▶ Texte fourni
----------

Adresse: 99 rue Saint-Dominique à Paris (VIIè arrondissement)
Nombre de salles: 1

« Cette salle de 600 places est un véritable bijou de confort et de bon goût ». C’est par ces termes que le magazine La Cinématographie française annonce l’ouverture le 5 juillet 1935 d’une nouvelle salle dans le VIIè arrondissement de Paris. Pour créer ce cinéma de quartier installé au 99 de la rue Saint-Dominique, Monsieur Boursier, également à la tête du Printania, s’associe avec M. Bidault et M. Rollet.

Dans son édition du 13 juillet 1935, le magazine corporatiste poursuit l’éloge du Dominique-Cinéma : « Les couleurs beige ivoire et or sur fond chaudron créent une ambiance très agréable réhaussée par un éclairage indirect très doux. Les fauteuils et le rideau de scène sont couleur chaudron. Le tapis nègre, les boiseries, les portes et le hall en chêne naturel. La particularité de cette salle est le plafond mobile, ajouré en staff, ce qui fait de cette salle un véritable théâtre de plein-air ».

----------

▶ Données fournies
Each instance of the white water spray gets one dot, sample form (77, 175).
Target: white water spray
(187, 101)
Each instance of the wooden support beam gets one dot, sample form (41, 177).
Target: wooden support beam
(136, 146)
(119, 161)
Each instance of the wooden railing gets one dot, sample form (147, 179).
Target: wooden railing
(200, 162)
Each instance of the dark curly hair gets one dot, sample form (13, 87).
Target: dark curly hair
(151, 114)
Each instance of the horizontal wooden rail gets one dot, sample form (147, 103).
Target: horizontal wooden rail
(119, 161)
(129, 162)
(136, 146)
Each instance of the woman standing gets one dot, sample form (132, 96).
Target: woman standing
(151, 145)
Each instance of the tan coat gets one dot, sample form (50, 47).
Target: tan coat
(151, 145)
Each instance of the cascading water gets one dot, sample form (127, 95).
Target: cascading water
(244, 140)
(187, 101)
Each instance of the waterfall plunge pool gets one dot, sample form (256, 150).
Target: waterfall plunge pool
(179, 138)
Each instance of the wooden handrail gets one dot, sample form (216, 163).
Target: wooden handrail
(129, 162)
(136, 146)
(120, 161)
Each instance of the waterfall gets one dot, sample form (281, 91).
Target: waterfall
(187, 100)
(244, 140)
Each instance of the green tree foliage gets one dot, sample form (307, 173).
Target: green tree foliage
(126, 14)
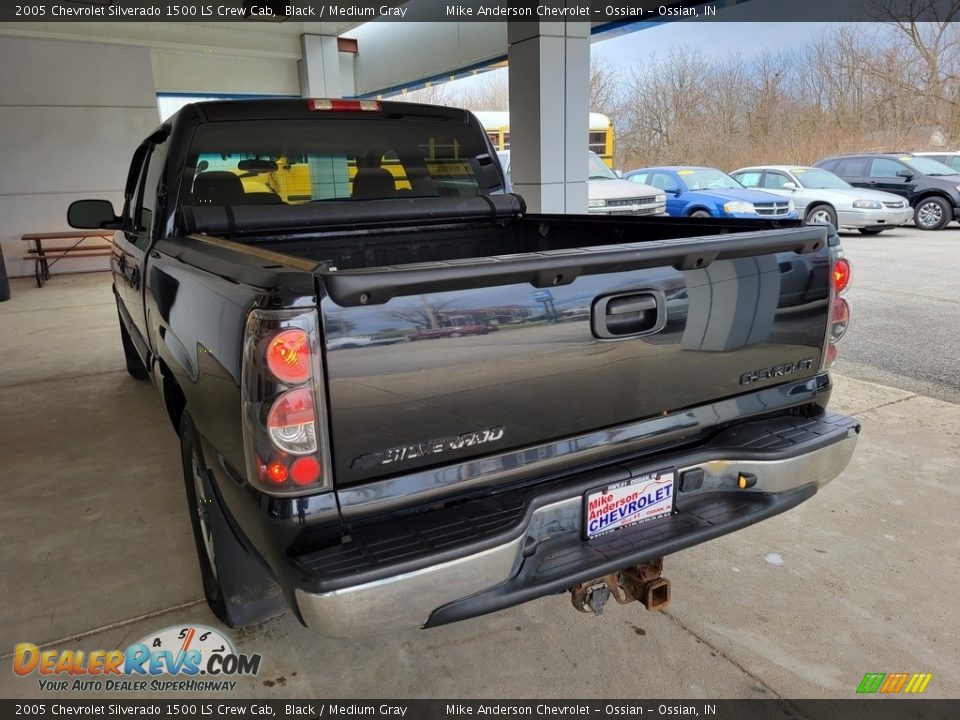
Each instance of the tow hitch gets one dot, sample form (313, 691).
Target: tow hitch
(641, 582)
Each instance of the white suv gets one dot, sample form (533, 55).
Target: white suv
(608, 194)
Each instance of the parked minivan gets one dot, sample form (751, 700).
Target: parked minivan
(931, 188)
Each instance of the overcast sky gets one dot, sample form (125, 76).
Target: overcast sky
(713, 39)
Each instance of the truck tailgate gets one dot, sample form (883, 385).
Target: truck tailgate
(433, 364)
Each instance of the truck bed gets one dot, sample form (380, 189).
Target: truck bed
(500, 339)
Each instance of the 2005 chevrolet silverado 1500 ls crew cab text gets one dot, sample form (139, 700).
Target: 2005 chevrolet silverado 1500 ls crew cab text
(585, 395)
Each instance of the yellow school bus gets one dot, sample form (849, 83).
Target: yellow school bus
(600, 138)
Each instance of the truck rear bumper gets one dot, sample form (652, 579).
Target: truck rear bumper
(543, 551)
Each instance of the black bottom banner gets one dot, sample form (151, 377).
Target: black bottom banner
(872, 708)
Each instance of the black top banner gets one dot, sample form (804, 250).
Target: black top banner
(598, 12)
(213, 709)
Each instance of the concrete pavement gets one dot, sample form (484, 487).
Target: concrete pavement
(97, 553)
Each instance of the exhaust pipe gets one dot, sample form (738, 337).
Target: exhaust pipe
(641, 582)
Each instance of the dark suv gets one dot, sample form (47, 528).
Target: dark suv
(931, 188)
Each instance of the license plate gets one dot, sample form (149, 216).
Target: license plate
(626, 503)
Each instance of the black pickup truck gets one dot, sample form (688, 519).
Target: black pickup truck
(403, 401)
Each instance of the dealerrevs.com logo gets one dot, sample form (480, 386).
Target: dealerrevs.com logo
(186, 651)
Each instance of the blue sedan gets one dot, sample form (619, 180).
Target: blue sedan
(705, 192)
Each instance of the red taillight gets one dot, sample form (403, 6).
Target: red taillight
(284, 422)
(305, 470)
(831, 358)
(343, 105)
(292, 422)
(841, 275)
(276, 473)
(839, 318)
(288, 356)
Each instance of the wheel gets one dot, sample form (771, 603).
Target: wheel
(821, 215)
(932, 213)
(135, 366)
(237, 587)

----------

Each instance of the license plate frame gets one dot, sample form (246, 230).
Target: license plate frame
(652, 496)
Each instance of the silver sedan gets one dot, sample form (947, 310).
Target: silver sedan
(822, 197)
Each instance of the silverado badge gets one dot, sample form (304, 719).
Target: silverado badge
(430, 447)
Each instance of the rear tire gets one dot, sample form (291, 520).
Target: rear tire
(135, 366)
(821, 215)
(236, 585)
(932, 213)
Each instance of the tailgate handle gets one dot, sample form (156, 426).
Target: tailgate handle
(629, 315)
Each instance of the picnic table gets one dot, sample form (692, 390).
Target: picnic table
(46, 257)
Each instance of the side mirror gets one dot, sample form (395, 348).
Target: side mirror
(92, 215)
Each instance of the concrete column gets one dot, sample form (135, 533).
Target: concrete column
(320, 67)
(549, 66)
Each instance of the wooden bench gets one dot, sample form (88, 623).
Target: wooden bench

----------

▶ Énoncé A
Répondez, s'il vous plaît, à ces trois points à partir du texte sur le Dominique-Cinéma :
(i) Combien de places compte la salle ?
(ii) Avec qui Monsieur Boursier s'associe-t-il pour créer ce cinéma ?
(iii) Quelle est la particularité de la salle d'après l'édition du 13 juillet 1935 ?
▶ Énoncé B
Donnez la suite du texte sur le Dominique-Cinéma, à partir de sa dernière phrase.

▶ Réponse attendue A
(i) 600 places.
(ii) Avec M. Bidault et M. Rollet.
(iii) Son plafond mobile, ajouré en staff, qui en fait un véritable théâtre de plein-air.

▶ Réponse attendue B
Son décorateur M. Lambert « a démontré brillamment qu’il est parfaitement possible de pourvoir les quartiers de Paris ou les villes de Province de salles coquettes et confortables ».

Cinéma Le Dominique à Paris

Ci-dessus: vue de la salle en 1935.

La nouvelle salle proche de l’avenue Bosquet est lancée avec le film Symphonie inachevée de Willi Forst avec Martha Eggerth. Cette œuvre qui retrace un épisode de la vie de Franz Schubert est accompagnée de Ramenez-les vivants ! de Frank Buck.

Jusqu’à la fin de la décennie, le cinéma affiche des doubles-programmes, alors très en vogue dans cette seconde partie des années 1930. Cette formule permet de proposer deux longs-métrages et de limiter, voire de supprimer, les traditionnelles attractions avant le « grand film ».

La Maison du Maltais

Ci-dessus: La Maison du Maltais de Pierre Chenal le 25 janvier 1939.

Ci-dessus: Trois Valses de Ludwig Berger le 29 mars 1939.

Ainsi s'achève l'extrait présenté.